Text provided:
# Removing tank braces to make your own?



## nipzie (Nov 24, 2008)

Any ideas on this thought?

I would like to remove two braces on a 6 foot long tank. Now we all know the braces are there for glass deflection under the load of the water, but, what if you were planning a DIY canopy and were to create a wooden brace that slips overtop and all around the existing black rimmed top with two identically placed wooden braces which could then have the DIY lighting canopy placed on top? This should support the flex of the glass as long as the carpentry skills are adequate. Anyone with any thoughts, suggestions or concerns?


----------



## mithesaint (Oct 31, 2006)

You lost me at hello :lol:

I'm not sure I understand. You're planning on cutting out the factory braces and replacing with a wood frame to do the same job? You're doing this so that you can set the canopy on the braces? The factory braces won't support the weight of the lights? Is that the problem with the factory braces?

Personally, I wouldn't cut the braces out. You'd be surprised how much it will bow, especially depending on what thickness of glass you're working with. Not sure if your canopy plan includes the brace or it's separate. If it's included...how do you get the brace off when the tank is full? Maybe I'm misunderstanding.


----------



## Stickzula (Sep 14, 2007)

I did something similar as a band aid type fix for a 55g that had a broken brace. I made a frame out of 1x2's and ran a 1/8"x3" wide acrylic strip across the frame's center. It worked great, aside from being and eye sore. Since you are planning to make it out of wood be sure that you waterproof ALL of the the wood so that it doesn't warp on you.


----------



## nipzie (Nov 24, 2008)

There is nothing wrong with the tank braces, but to move my DIY background which was designed for a single brace into a necessary new tank(as the stand settled more pressure was placed on the back right corner, causing an eventual pressure crack), 6 foot tanks are now made with 2 braces spaced 2 feet apart, to answer why I query on this subject. The wood brace would fit around the existing plastic rim, and need not be removed unless tank is empty and is going to be moved and must be emptied anyway. I would design the canopy to lift off of a nestling lip around the outside should I need to take the canopy off. The other two solutions I have thought of were to swap top plastic braces(which would be time consuming with no guarantee I wouldn't snap the single brace model by accident), or to remove the right brace and make a diy acrylic strip that would be functional and removable. I do not have the glass thickness of the new tank as I have not gotten it yet, but the glass thickness may be thinner due to more bracing for the top rim. The thicknesses may be the same I don't know as I've only measured the tanks outside dimension. The wooden brace, and the canopy would be separate entities.


----------



## nipzie (Nov 24, 2008)

stickzula, which product did you use to seal the wood? commercial water sealer or a type of paint?


----------



## Mcdaphnia (Dec 16, 2003)

This is probably not a good idea. It seems better to modify the background into segments that can get past the braces than to count on a canopy that might accidentally get lifted above the tank rim. It would only take once.

What is asked: For each statement, say yes or no according to the thread on removing tank braces, and quote the words of the thread that settle it. 1. The original poster's current tank braces are damaged. 2. Mcdaphnia suggests changing the background into segments. 3. The wooden brace and the canopy would form a single piece. The data after this point have no connection to the thread on removing tank braces.

Dataset extract:
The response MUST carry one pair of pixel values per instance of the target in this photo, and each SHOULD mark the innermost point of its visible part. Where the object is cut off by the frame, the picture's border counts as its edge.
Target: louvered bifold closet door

Task output:
1. No: "There is nothing wrong with the tank braces"
2. Yes: "It seems better to modify the background into segments that can get past the braces"
3. No: "The wooden brace, and the canopy would be separate entities."